INFORMATION PROVIDED:

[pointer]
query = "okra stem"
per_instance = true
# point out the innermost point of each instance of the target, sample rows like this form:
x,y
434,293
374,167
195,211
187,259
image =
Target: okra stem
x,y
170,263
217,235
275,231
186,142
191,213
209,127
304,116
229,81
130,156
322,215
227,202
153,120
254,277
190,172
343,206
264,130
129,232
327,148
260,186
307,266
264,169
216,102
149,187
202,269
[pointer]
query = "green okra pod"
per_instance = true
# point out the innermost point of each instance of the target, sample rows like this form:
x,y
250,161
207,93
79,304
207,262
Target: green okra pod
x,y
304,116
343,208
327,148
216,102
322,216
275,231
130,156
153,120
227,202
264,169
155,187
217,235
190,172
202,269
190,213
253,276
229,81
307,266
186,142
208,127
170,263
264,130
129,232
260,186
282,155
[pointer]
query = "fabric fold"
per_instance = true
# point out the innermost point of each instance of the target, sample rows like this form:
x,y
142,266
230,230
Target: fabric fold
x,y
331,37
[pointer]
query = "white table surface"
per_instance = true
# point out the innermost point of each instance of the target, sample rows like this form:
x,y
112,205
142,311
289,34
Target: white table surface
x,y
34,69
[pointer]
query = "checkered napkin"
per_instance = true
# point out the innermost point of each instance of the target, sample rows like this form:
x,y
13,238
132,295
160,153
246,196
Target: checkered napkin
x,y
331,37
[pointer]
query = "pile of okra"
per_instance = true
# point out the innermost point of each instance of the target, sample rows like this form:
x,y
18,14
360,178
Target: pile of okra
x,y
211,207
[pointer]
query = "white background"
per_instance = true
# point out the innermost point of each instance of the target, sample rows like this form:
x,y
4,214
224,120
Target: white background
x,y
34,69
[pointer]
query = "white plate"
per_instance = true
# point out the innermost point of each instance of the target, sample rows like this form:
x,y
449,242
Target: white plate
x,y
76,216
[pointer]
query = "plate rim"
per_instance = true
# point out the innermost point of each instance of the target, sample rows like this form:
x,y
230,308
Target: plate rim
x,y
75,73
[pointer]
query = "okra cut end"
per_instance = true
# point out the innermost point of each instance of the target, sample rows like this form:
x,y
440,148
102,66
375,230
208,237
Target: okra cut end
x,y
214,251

EXERCISE INSTRUCTIONS: List the lines of the entries that include "query".

EXERCISE RESPONSE:
query = "okra stem"
query = "green okra pod"
query = "fabric fold"
query = "white table surface"
query = "checkered napkin"
query = "pile of okra"
query = "white background"
query = "white plate"
query = "plate rim"
query = "okra cut end"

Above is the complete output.